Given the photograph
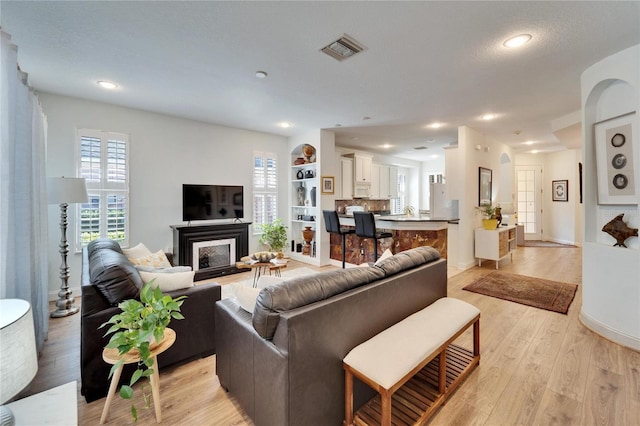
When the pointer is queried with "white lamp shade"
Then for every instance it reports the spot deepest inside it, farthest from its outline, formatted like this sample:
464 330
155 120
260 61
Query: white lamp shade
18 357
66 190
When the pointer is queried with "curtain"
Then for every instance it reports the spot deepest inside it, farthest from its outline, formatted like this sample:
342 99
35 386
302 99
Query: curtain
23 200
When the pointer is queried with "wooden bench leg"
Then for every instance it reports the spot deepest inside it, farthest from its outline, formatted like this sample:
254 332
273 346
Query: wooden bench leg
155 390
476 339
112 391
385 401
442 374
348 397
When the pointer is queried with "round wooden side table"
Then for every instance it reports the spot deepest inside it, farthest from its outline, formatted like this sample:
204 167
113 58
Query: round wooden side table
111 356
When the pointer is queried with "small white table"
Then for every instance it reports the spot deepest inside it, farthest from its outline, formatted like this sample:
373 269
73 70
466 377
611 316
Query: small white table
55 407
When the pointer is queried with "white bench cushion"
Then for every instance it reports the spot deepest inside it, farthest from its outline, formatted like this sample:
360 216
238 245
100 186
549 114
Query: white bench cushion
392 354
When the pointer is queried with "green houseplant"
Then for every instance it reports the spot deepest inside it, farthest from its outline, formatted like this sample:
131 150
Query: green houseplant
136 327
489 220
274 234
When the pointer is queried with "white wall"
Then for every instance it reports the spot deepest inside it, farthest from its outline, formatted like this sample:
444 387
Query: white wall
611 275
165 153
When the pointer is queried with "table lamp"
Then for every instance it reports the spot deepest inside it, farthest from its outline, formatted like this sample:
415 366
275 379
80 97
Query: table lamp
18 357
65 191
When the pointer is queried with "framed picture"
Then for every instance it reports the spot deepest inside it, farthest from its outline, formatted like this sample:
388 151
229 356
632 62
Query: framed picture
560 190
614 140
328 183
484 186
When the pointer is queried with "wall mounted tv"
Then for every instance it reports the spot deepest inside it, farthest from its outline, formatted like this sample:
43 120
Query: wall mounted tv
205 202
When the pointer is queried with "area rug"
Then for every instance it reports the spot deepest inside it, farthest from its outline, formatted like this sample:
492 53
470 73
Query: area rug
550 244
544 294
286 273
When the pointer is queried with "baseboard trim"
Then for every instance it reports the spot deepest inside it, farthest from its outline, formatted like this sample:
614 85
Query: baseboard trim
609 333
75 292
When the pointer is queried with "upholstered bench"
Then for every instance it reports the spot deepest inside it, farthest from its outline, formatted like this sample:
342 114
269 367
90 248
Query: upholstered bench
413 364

== WHAT YOU HAVE TO DO ==
Output every entry exactly, leaving out pictures.

== ANSWER TO THIS TASK ==
Given the photograph
When the pointer is queried with "white lamp shade"
Then for every instance it reports the spot deepest inside it, farthest from its outline, formatted like this sample:
464 330
155 120
260 61
Query: white lamp shade
18 357
66 190
When the pointer is queried with "curtain"
Then for every instance it reports the spot deepest inside it, farthest from its outline, formatted like this sample:
342 99
35 386
302 99
Query: curtain
23 200
When the pointer is queried with "wooden bench leg"
Then for every instance it reports the spot deepest inside it, farthest from its outline, formatted like this sample:
254 332
273 346
Query: wooden bench leg
155 390
476 339
112 391
385 401
442 374
348 397
When the pointer is queried with "round wooden side table"
Then for every instance it reports the spot deepest inside it, farthest from its outline, formatted like this sample:
204 167
113 58
Query: round wooden side table
111 356
When the pointer is queried with "small white table"
Then for every instance it reports the spot deepest inside it, farthest from its outline, formatted like this sample:
373 269
73 70
466 377
611 316
Query: small white table
55 407
When the pointer is queried with "white bench cushion"
Then for every instance it reports the spot deepest inside it, farthest from its outline, formatted like this sample:
360 216
238 245
100 186
549 114
Query: white bench cushion
392 354
When the pointer is queried with "green houseplant"
Then for every instance it reports the spot deepest inside it, farthest from its outline, formatted like this sample:
131 150
Query: green houseplant
136 327
489 220
274 234
When the pointer is queried with "white wall"
Then for every instance it reports the spot deepest inside it, farthest from its outline, formatted like this sample:
444 387
Query: white wall
611 275
165 153
When the pointer is queried with "table lamp"
Then for every instance it reports the spot deepest inside it, farthest from its outline, formatted like this sample:
415 366
275 379
80 97
Query: table lamp
18 357
65 191
When the pointer is queried with "framed picture"
Then for every instance it reports the spot deepest inside it, farthest from its outline, formatted like this sample:
388 151
229 356
632 62
Query: framed picture
560 190
614 140
328 183
484 186
When the pointer is queried with "wall mounted tv"
Then for every instance it reports the spot deepest inside it, farthest from its outline, formatted like this sample:
43 120
Query: wall mounted tv
205 202
When the pointer is queried with "area rug"
Then for every instance it reports the spot deepest inside it, farthest from its outline, formatted like this sample:
492 53
470 73
Query: area rug
550 244
544 294
286 273
When the pointer is queried with "baseboard trim"
Then for every instance it reports the spot deepest inside it, farthest from its outline, formatted like this sample:
614 85
Query: baseboard trim
609 333
75 292
When the pointer is queried with "upholstered bench"
Then for every instance it reports the spot deepest inside it, farthest from its outline, formatted like this sample:
342 114
269 367
90 248
Query: upholstered bench
413 364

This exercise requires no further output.